**** RECORDS SHOWN ****
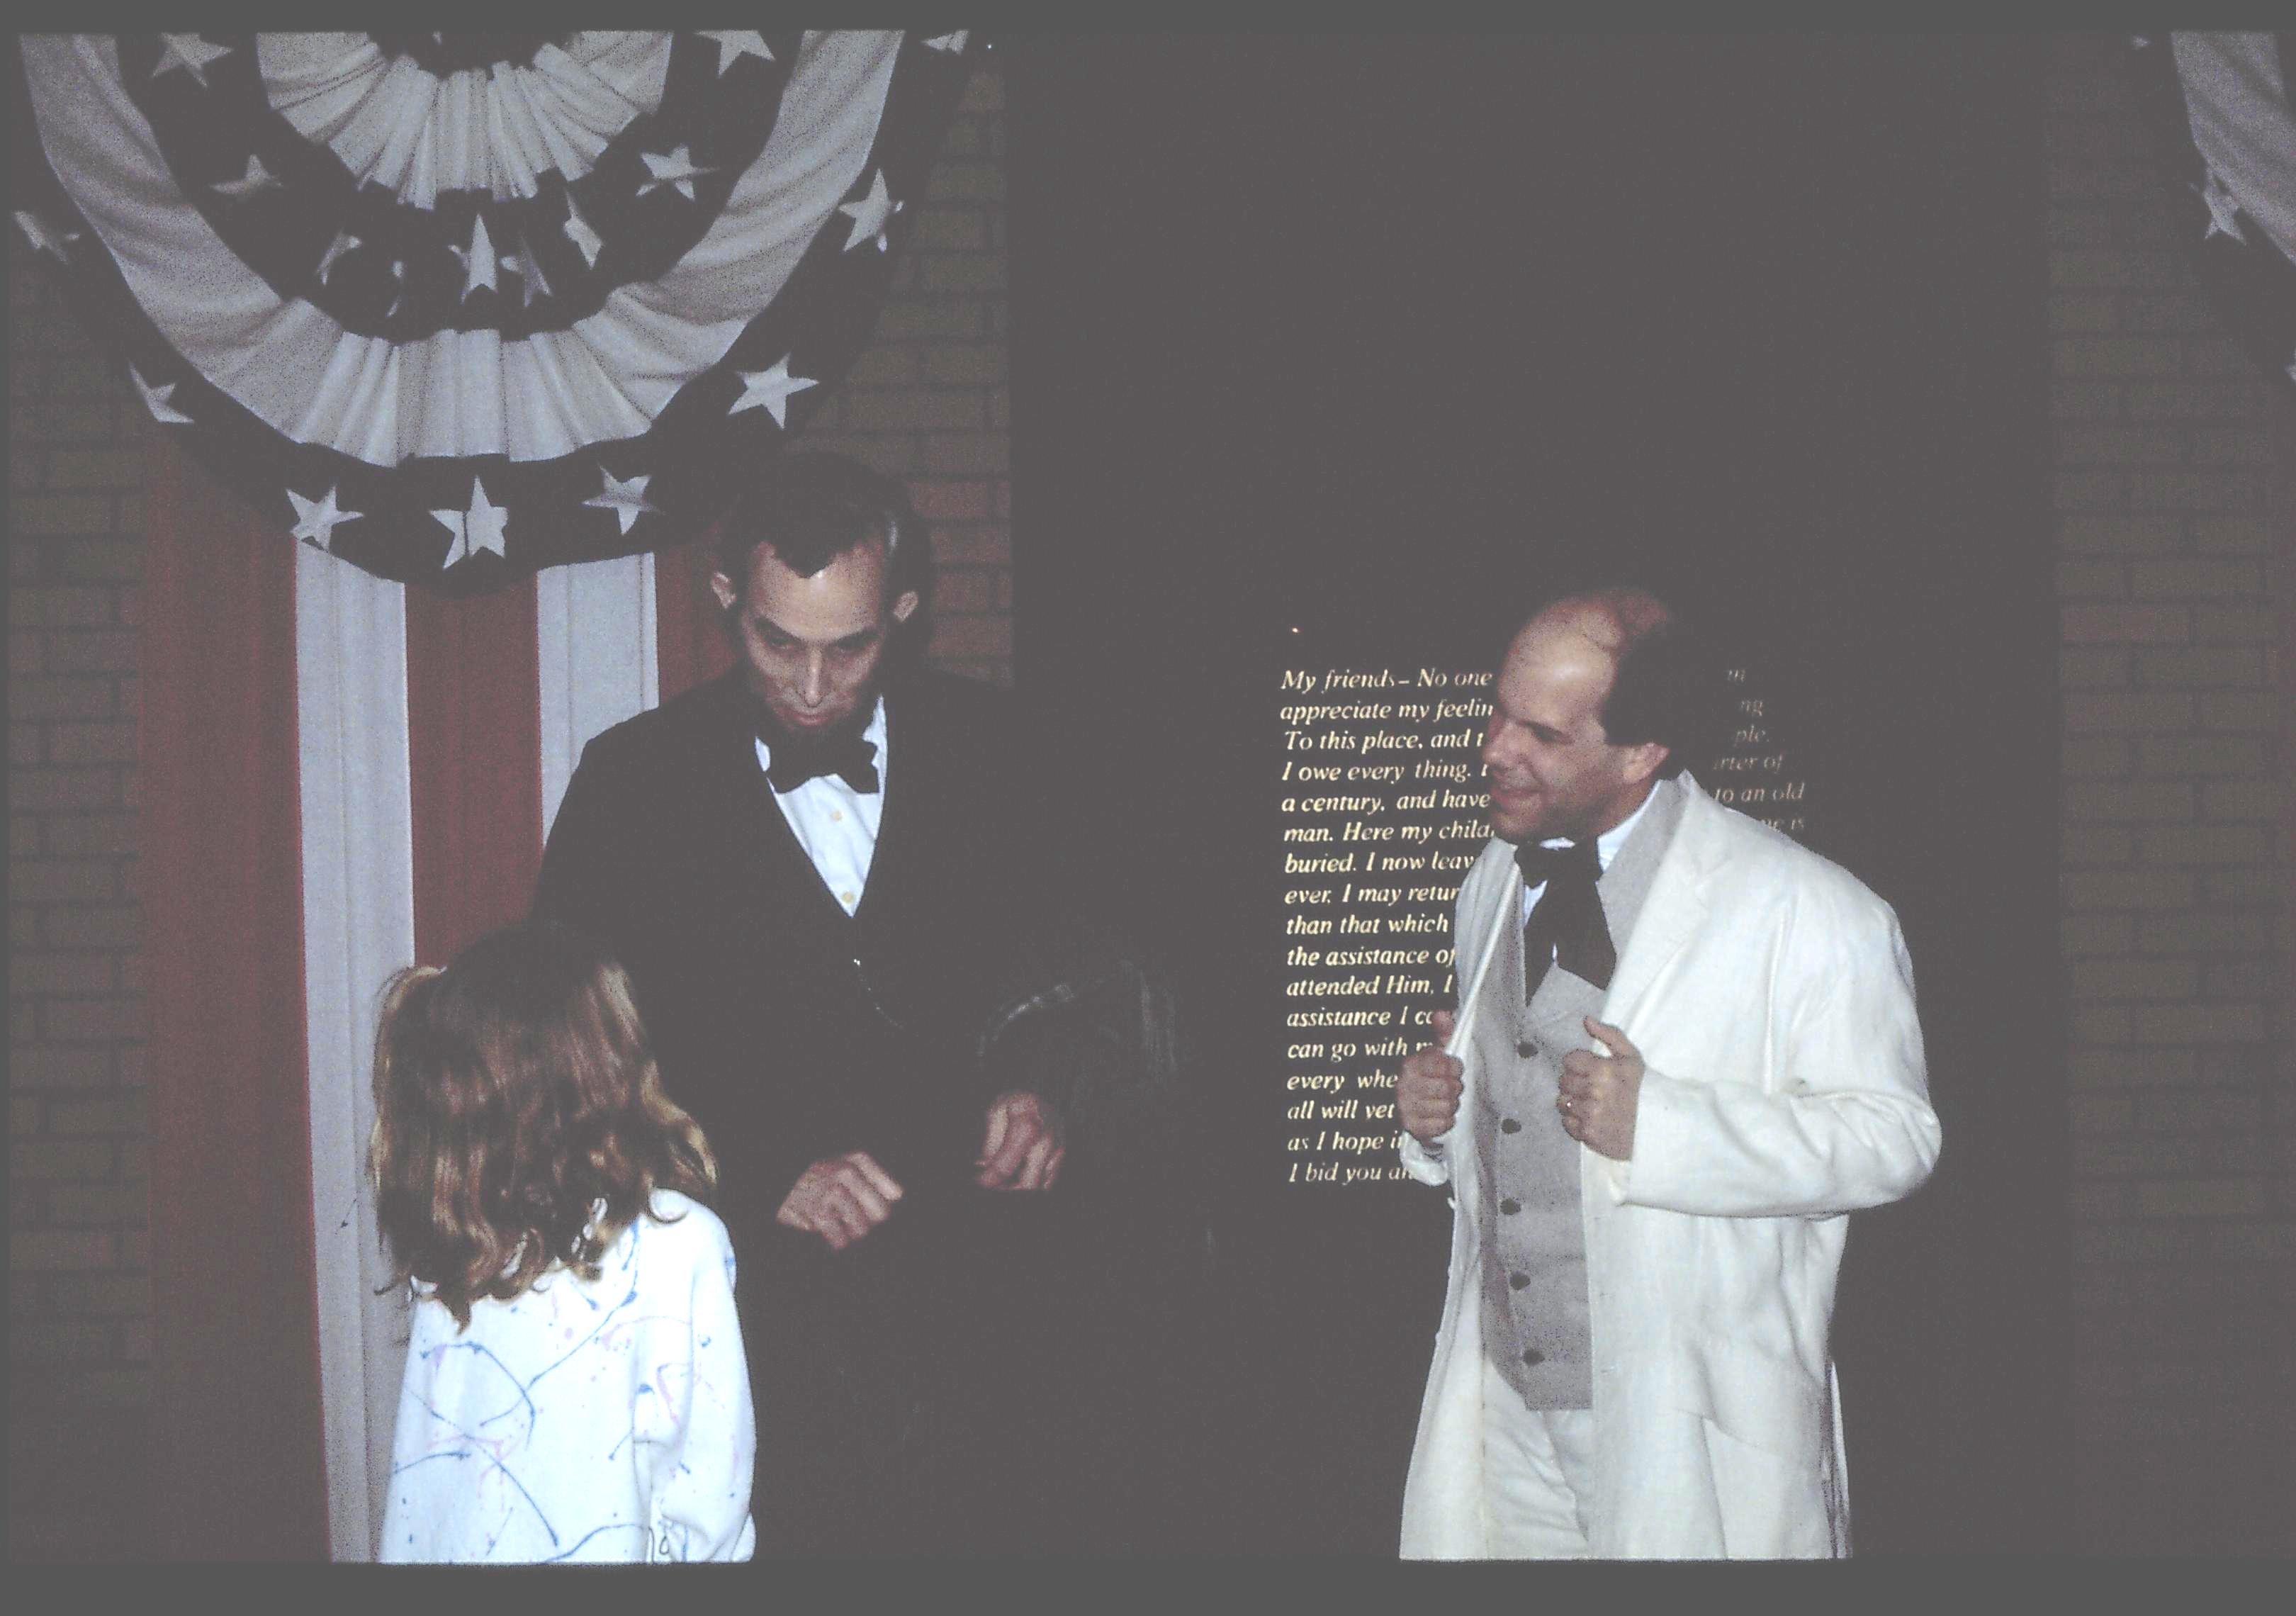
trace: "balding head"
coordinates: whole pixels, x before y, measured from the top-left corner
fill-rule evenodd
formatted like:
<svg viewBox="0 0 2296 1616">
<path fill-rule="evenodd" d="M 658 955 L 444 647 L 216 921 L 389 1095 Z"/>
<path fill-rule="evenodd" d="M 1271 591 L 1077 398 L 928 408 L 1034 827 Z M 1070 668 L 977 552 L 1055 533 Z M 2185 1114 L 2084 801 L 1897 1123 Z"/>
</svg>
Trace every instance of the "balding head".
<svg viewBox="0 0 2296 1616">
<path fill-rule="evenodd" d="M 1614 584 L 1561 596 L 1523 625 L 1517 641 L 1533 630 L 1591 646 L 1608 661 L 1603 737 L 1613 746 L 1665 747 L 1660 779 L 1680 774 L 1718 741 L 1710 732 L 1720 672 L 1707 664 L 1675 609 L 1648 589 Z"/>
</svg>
****
Output, from the data above, the lines from the line with "fill-rule evenodd" to the line with "658 955 L 444" exactly as they stand, both ends included and nothing else.

§ **EXERCISE RESPONSE**
fill-rule evenodd
formatted like:
<svg viewBox="0 0 2296 1616">
<path fill-rule="evenodd" d="M 658 955 L 444 647 L 216 921 L 389 1095 Z"/>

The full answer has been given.